> _Exercise description_
Count the lines in the items that contain the word "each". Reply with the number alone.

Position annotation records
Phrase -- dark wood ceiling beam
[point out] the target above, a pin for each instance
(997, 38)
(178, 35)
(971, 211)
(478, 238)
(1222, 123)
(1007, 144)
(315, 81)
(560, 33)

> _Written answer_
1